- [Task to complete]:
The reply should hold every line of the listing exactly, and none of its images.

┌────────

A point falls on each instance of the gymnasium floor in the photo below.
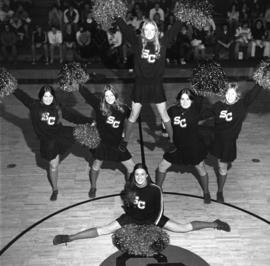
(25, 189)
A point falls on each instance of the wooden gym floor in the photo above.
(25, 189)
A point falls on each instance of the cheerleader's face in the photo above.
(140, 177)
(185, 101)
(231, 96)
(109, 97)
(149, 31)
(47, 98)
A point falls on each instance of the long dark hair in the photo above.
(44, 89)
(129, 193)
(105, 107)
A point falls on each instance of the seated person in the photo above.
(39, 41)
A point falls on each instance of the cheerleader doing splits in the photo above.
(228, 115)
(55, 139)
(149, 64)
(191, 149)
(111, 116)
(144, 209)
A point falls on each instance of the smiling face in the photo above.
(140, 176)
(109, 97)
(185, 101)
(231, 96)
(149, 31)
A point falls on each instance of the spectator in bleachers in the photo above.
(39, 41)
(258, 37)
(55, 39)
(55, 17)
(69, 42)
(209, 42)
(83, 38)
(71, 16)
(224, 44)
(114, 36)
(85, 13)
(255, 9)
(8, 40)
(184, 44)
(242, 41)
(5, 13)
(266, 43)
(157, 10)
(198, 45)
(245, 14)
(267, 17)
(160, 24)
(22, 14)
(17, 26)
(233, 18)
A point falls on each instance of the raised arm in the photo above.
(128, 33)
(24, 98)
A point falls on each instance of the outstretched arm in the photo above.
(24, 97)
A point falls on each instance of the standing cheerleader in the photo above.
(228, 115)
(55, 139)
(111, 116)
(149, 64)
(191, 149)
(143, 205)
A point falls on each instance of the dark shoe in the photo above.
(60, 239)
(206, 198)
(171, 147)
(122, 146)
(222, 226)
(92, 192)
(220, 197)
(54, 195)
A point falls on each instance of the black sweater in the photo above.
(110, 127)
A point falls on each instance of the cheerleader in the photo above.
(149, 64)
(228, 114)
(111, 116)
(191, 150)
(144, 208)
(55, 139)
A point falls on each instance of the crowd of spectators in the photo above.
(70, 32)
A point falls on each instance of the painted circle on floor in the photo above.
(176, 256)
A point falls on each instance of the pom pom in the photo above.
(71, 75)
(128, 198)
(209, 79)
(142, 240)
(105, 11)
(8, 83)
(262, 74)
(195, 12)
(87, 135)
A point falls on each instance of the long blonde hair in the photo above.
(106, 108)
(156, 37)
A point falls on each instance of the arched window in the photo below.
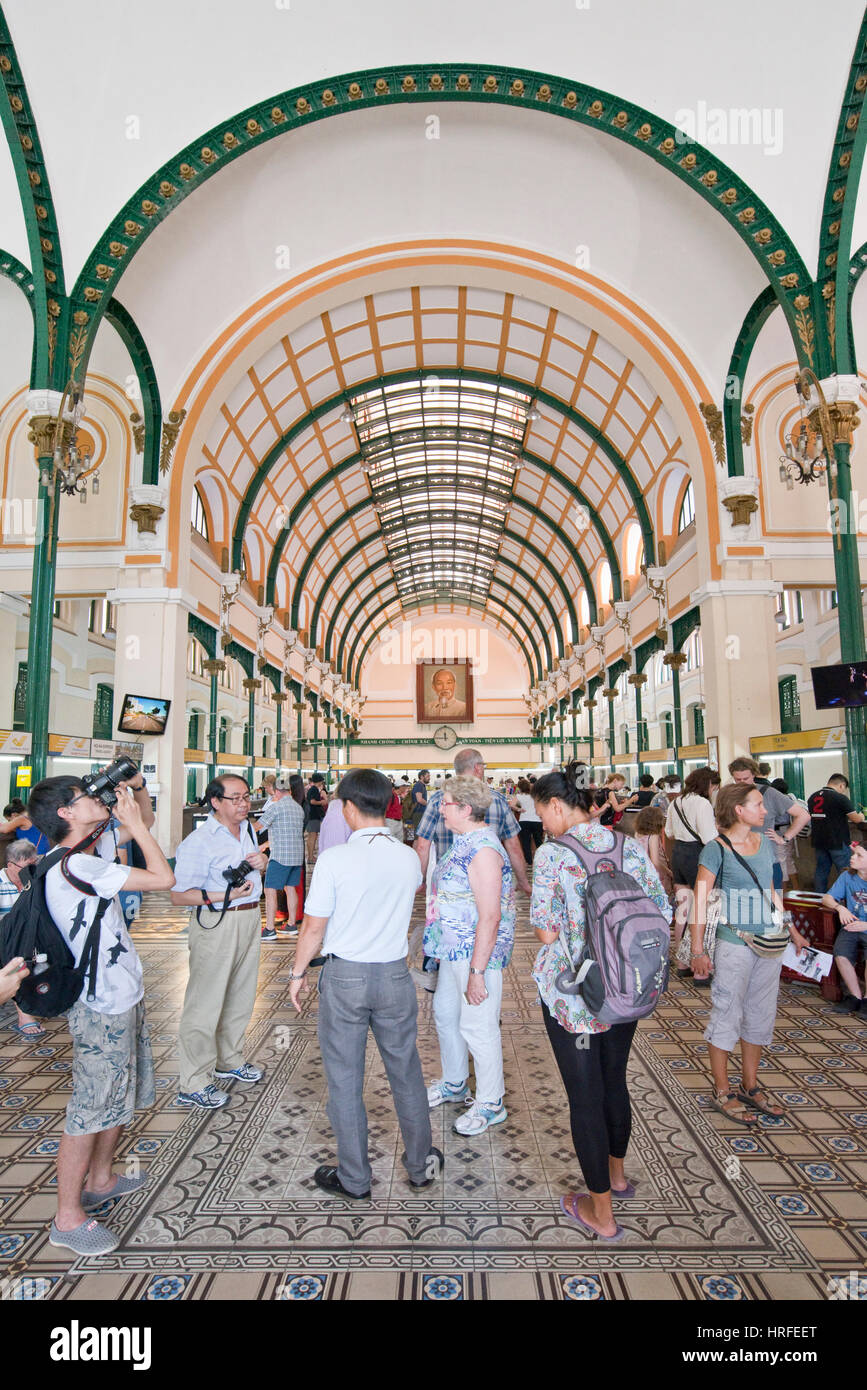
(687, 516)
(605, 583)
(197, 514)
(634, 549)
(103, 712)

└────────

- [Response]:
A point falls on each instance of the gymnasium floor in the photo below.
(25, 189)
A point falls on each instance of the wooden gym floor in the photo above.
(25, 189)
A point falls on each instance of the cheerleader's face in the photo above.
(140, 177)
(185, 101)
(231, 96)
(109, 97)
(149, 31)
(47, 98)
A point falls on each instance of the long dark hair in the photo above.
(44, 89)
(129, 193)
(105, 107)
A point falls on each instance of the seated person in the photo above.
(39, 41)
A point falls on each instance of the cheerleader doing splits in the photo above.
(228, 115)
(55, 139)
(149, 64)
(191, 149)
(111, 116)
(144, 209)
A point falls on each instance of the smiling face in the photo above.
(140, 176)
(109, 97)
(185, 101)
(231, 96)
(149, 31)
A point falls on each instance of the spectator in bleachers in the photo above.
(39, 41)
(258, 37)
(55, 39)
(55, 17)
(69, 42)
(209, 42)
(83, 38)
(71, 16)
(224, 44)
(114, 36)
(85, 13)
(255, 9)
(8, 40)
(184, 44)
(242, 41)
(5, 13)
(266, 43)
(157, 10)
(198, 45)
(245, 14)
(267, 17)
(160, 24)
(22, 14)
(17, 26)
(233, 18)
A point falls on each instance of the raised arm in the photo above.
(128, 33)
(24, 98)
A point falls on each instance of the outstretched arm in the photo above.
(24, 97)
A point falls on each instance of the standing cheerleader in the photo above.
(228, 115)
(55, 139)
(111, 116)
(149, 64)
(191, 149)
(143, 205)
A point falls on each instance of the dark shoe in the photo above.
(60, 239)
(206, 198)
(171, 147)
(122, 146)
(222, 226)
(92, 192)
(220, 197)
(54, 195)
A point falls on each instance of the black sweater in the photo above.
(110, 127)
A point falls on each instance of the cheerleader in the photo above.
(149, 64)
(228, 114)
(111, 116)
(191, 150)
(144, 208)
(55, 139)
A point falls on each instance of the crowd of spectators in the photo above.
(70, 32)
A point falls on each instance of the painted circle on floor in the photo above.
(176, 256)
A point falls on each instance of the pom pom in the photo above.
(71, 75)
(128, 198)
(209, 79)
(142, 240)
(105, 11)
(8, 83)
(262, 74)
(195, 12)
(87, 135)
A point falls on each instance of the long blonde hair in the photo above.
(106, 108)
(156, 37)
A point falls on each instance of the arched window in the photo below.
(687, 516)
(605, 583)
(197, 514)
(634, 549)
(103, 712)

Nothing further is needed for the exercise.